■ Problem to work on
Select each line of the records below that contains the string "pixel", and copy those lines out. Case counts.

--- begin Records to use ---

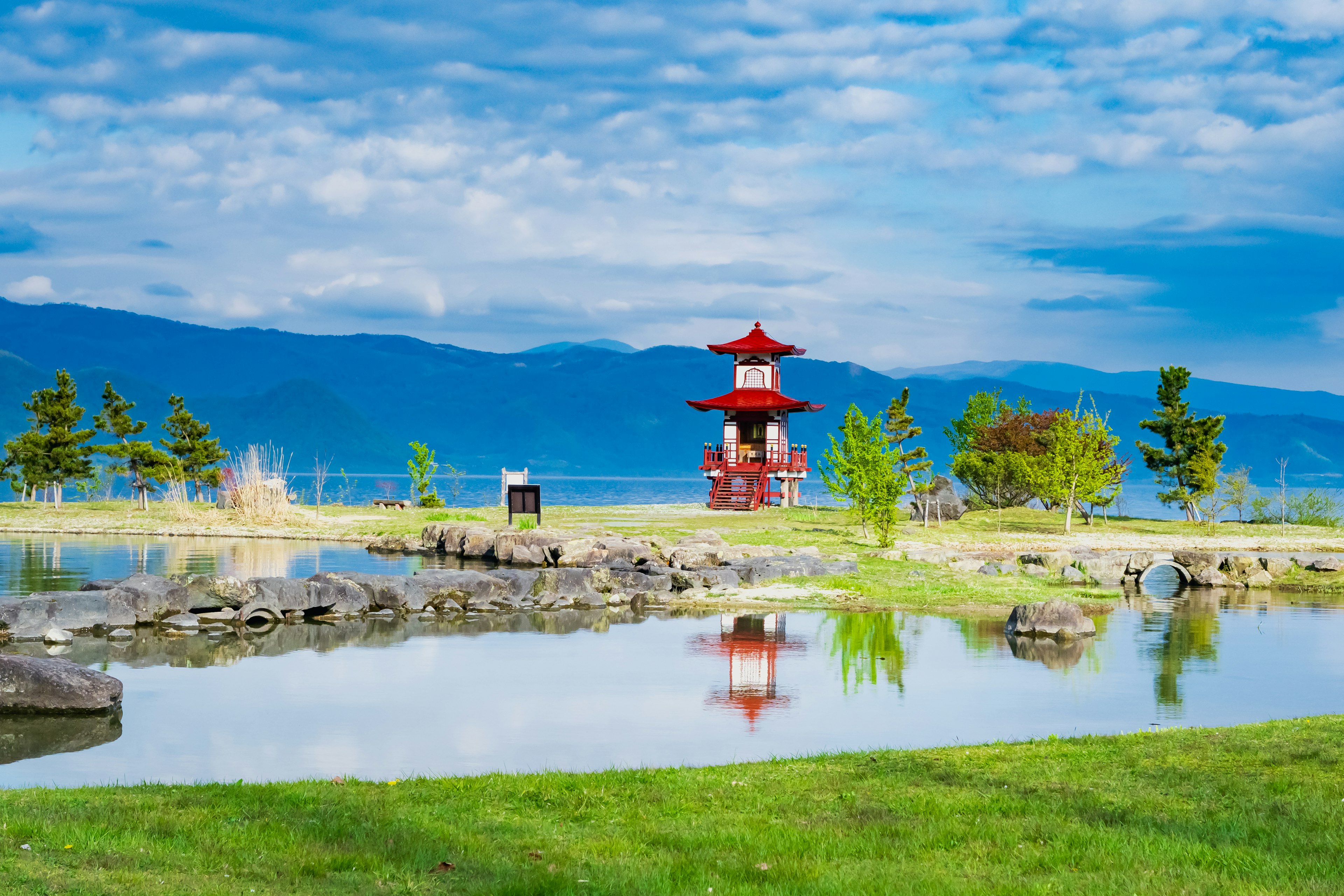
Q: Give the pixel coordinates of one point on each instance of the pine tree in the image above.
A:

--- end Records to use ---
--- begin Records to use ---

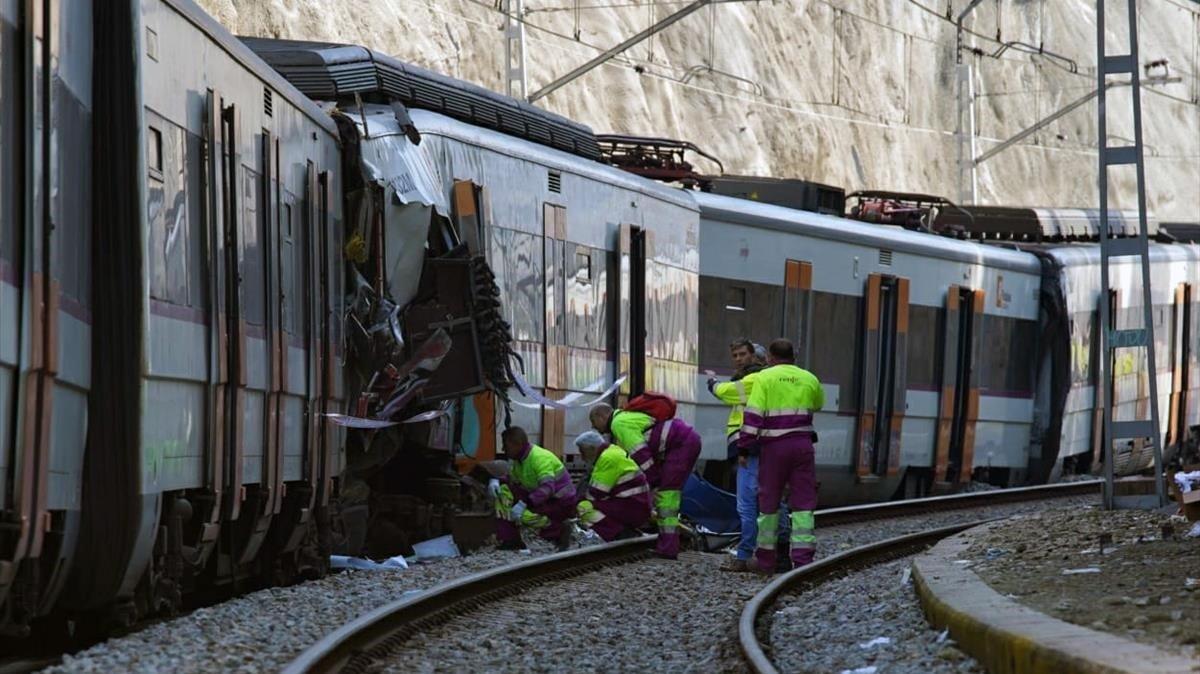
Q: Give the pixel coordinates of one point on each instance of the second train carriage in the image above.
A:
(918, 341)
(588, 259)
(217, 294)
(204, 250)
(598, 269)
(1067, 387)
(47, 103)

--- end Records to use ---

■ Final result
Q: Give the pixel coordinates of one point on each instance of the pine tree in the image above.
Q: Give the pixel coordinates of one point on each instance of the second train carriage in the image above.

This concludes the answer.